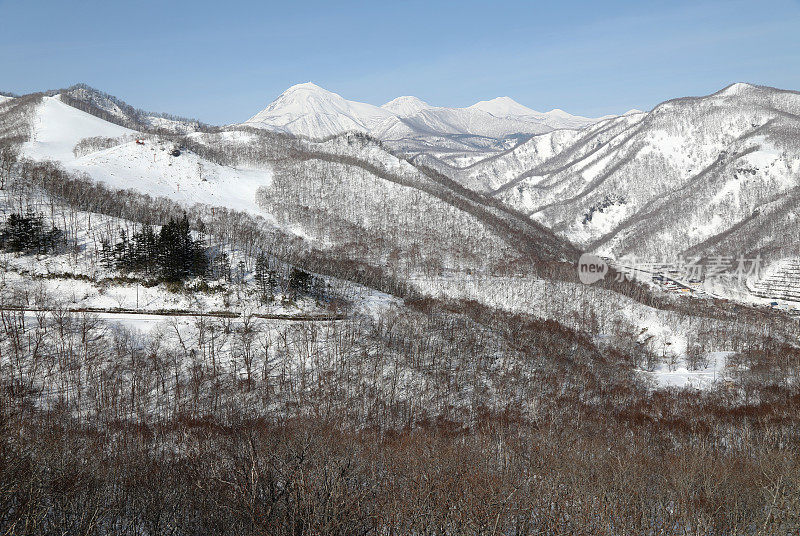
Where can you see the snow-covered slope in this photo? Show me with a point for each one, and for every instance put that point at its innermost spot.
(508, 108)
(143, 163)
(406, 106)
(409, 124)
(714, 174)
(57, 128)
(309, 110)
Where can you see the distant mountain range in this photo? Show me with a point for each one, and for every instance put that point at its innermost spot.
(711, 175)
(410, 125)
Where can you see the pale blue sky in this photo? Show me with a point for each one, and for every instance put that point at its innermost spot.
(223, 61)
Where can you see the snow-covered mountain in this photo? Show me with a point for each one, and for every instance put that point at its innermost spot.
(411, 125)
(718, 174)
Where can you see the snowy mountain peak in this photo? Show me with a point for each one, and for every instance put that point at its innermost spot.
(311, 111)
(504, 107)
(406, 106)
(736, 89)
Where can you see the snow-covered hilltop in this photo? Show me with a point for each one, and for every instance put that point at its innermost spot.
(411, 125)
(712, 174)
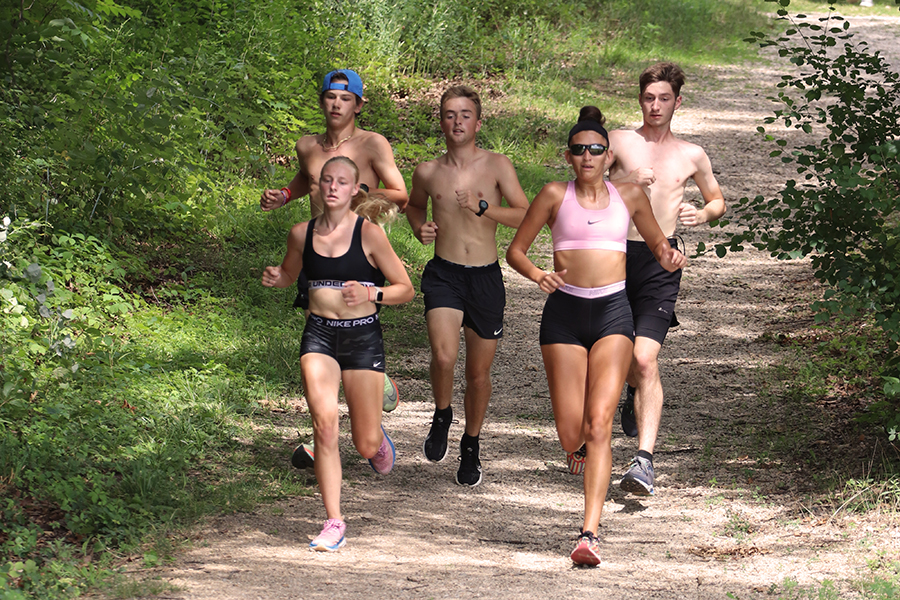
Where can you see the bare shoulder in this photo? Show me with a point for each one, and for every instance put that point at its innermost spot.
(629, 191)
(426, 169)
(370, 138)
(306, 144)
(298, 232)
(494, 160)
(623, 136)
(552, 191)
(689, 149)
--------------------------------------------------
▸ TASK GOAL: I would like the data above transcribed exactly, with its pictures left out.

▸ OUTPUT BELOW:
Where can you see the snow-covered slope in this photo? Show me with a point for each one, and for every instance put that point at its innermost spot.
(508, 108)
(143, 163)
(406, 106)
(409, 124)
(714, 174)
(57, 128)
(309, 110)
Where can you see the distant mountain range in this photo? Show me with a point for each one, and for every instance put that point at its innermost spot.
(711, 175)
(410, 125)
Where can you see the pale blue sky in this photo? Show me with a point for each one, and for every instance put that point at its innermost spot.
(223, 61)
Where can you see the snow-covered mountain in this photo? Show me with a point for each one, and for every instance put that point at its innermost spot.
(411, 125)
(718, 174)
Where can you see the snowy mountain peak in this photo? Show me with a point for each one, and for every instance put that point at its innermost spot.
(311, 111)
(504, 107)
(406, 106)
(736, 89)
Where can you see the snow-covered hilltop in this photo? Show me with a point for each one, and for every instance put that point at its innermost spot.
(411, 125)
(712, 174)
Where can you see the bare shoulder in this photo? Show me with a point for each one, and for every instance put that point at its innermost spot.
(629, 191)
(426, 169)
(370, 138)
(306, 144)
(298, 232)
(494, 160)
(623, 136)
(552, 191)
(689, 149)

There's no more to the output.